Directions for this task:
Restate word for word the lines from the one containing "label the paved road, a point per instance." through the end of the listing below, with both ends included.

Available records:
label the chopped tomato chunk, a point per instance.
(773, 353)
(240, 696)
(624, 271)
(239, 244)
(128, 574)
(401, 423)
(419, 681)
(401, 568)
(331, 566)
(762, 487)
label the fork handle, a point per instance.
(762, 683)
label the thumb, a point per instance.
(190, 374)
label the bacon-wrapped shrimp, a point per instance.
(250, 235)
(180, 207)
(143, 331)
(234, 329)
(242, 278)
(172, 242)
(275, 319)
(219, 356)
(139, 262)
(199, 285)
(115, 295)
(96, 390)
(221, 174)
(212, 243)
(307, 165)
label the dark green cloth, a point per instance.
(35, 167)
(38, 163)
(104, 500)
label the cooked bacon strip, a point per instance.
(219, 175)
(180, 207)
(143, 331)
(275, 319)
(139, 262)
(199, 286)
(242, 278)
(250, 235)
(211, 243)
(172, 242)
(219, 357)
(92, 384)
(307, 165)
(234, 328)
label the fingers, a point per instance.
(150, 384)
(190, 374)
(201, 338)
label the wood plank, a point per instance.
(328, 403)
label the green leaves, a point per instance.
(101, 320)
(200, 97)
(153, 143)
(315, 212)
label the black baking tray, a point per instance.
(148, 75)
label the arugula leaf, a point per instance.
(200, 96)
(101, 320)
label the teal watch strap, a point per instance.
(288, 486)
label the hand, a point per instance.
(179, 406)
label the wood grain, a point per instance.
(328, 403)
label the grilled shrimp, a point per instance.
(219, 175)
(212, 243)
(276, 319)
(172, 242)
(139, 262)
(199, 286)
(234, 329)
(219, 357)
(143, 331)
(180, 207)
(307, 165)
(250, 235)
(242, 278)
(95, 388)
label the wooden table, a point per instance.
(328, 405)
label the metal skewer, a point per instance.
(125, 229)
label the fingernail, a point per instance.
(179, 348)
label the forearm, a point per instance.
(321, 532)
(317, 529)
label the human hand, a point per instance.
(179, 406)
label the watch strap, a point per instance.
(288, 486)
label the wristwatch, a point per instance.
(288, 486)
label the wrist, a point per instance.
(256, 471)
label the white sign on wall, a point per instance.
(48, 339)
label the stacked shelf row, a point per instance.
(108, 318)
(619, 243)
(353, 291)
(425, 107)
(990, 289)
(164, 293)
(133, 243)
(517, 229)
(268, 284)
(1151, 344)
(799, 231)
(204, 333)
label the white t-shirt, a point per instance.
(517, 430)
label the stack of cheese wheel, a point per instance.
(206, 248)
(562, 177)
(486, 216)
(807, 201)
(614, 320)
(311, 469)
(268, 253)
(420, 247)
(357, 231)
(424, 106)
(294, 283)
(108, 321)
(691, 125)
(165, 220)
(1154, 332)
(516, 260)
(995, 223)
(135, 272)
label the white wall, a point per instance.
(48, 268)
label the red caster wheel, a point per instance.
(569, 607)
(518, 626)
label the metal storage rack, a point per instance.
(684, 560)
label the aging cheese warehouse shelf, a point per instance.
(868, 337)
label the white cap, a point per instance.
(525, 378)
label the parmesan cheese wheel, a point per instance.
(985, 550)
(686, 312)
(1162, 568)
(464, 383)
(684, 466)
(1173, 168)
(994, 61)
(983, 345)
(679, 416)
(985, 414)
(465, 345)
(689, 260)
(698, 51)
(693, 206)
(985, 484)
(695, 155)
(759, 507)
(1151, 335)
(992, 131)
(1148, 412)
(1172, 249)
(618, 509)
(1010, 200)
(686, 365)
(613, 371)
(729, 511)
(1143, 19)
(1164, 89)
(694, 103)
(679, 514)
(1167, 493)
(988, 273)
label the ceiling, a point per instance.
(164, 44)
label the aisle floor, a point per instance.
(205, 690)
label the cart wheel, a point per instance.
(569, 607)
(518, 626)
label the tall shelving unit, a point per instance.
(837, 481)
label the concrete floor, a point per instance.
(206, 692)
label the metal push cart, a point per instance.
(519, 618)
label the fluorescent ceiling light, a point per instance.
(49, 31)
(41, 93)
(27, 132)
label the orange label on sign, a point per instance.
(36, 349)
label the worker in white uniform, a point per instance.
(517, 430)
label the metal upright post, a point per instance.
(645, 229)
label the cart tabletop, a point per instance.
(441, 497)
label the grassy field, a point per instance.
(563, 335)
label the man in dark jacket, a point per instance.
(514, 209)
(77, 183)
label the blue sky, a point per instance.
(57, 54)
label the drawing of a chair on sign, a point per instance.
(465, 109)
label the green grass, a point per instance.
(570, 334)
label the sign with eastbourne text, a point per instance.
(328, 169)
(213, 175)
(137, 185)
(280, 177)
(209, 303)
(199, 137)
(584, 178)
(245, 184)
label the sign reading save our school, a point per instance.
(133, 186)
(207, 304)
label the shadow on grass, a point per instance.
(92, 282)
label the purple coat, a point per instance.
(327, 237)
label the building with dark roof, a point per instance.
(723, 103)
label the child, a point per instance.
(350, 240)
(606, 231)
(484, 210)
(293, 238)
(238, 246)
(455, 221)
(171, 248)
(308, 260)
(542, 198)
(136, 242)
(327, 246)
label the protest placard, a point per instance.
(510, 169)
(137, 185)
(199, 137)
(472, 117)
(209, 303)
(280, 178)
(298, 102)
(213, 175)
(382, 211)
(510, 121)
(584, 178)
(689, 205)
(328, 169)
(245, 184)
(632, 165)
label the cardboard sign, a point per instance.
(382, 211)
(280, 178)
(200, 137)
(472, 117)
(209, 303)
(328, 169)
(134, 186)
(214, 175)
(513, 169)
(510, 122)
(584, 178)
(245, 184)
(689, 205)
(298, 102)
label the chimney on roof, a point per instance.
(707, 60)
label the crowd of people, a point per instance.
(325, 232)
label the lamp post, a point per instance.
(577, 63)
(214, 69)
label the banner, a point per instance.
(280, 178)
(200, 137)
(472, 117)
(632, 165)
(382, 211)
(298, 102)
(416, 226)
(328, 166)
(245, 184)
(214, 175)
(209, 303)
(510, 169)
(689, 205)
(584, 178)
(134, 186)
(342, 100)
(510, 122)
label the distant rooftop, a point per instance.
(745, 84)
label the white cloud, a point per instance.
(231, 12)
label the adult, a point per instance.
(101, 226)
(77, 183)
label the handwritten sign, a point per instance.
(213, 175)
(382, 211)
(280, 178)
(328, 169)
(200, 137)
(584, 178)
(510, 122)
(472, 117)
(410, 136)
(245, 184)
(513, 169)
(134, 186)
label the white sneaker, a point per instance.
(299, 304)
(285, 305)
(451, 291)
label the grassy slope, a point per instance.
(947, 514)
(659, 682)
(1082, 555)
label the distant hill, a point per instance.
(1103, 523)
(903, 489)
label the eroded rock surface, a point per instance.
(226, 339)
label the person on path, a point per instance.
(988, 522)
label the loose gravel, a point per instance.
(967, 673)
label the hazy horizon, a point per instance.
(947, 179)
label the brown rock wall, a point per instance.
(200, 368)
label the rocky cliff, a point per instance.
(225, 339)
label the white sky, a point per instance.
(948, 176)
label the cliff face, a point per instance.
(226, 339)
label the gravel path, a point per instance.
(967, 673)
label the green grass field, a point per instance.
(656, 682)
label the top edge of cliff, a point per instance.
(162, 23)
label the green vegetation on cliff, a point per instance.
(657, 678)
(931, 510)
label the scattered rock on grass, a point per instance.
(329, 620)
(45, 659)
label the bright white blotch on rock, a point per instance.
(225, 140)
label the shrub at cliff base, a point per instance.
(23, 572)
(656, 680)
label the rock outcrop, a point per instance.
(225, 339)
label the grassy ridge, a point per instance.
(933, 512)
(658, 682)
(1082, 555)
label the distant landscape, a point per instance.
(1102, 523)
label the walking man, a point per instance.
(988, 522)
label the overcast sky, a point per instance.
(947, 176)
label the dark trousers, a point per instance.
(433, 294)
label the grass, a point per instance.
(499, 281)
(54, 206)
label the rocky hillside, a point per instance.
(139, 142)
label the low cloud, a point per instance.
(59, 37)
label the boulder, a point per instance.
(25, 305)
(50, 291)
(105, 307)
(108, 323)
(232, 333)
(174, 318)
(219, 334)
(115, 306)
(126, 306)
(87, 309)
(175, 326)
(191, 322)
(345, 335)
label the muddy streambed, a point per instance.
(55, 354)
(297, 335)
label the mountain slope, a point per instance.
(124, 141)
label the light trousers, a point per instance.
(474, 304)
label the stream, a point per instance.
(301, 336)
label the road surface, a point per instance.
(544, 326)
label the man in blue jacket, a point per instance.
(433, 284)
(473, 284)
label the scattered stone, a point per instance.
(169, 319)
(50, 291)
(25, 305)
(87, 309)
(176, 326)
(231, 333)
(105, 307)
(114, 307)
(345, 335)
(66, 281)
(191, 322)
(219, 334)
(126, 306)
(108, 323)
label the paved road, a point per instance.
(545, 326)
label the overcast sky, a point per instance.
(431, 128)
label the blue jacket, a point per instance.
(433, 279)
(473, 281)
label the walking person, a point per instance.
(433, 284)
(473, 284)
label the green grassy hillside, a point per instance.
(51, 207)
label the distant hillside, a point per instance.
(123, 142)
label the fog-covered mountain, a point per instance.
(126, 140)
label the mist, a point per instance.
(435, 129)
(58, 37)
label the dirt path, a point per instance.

Solution to this task:
label the paved road, a point per instance.
(545, 326)
label the overcast sky, a point per instance.
(431, 128)
label the blue jacket, a point per instance.
(433, 279)
(473, 281)
label the walking person, a point per instance.
(433, 284)
(473, 284)
label the green grassy hillside, a point per instance.
(51, 207)
label the distant hillside, a point per instance.
(123, 142)
label the fog-covered mountain, a point per instance.
(126, 140)
label the mist, a point per instance.
(435, 129)
(58, 37)
label the dirt path, a point per instance.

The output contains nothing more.